_Work to complete_
Please print every record below exactly as it reads.

═════ Extracted data ═════

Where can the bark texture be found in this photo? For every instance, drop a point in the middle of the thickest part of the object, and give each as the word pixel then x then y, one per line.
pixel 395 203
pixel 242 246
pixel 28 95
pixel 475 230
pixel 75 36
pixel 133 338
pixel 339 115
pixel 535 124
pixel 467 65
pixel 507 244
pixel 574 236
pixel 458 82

═════

_Solution for this task_
Where can the bark texture be found in this photo? For every instance, drop a point in the middle of the thickest part of the object, and give each as the word pixel then x then y, one per line.
pixel 395 203
pixel 242 246
pixel 28 95
pixel 475 230
pixel 75 36
pixel 133 338
pixel 339 115
pixel 535 124
pixel 467 65
pixel 507 244
pixel 574 236
pixel 458 82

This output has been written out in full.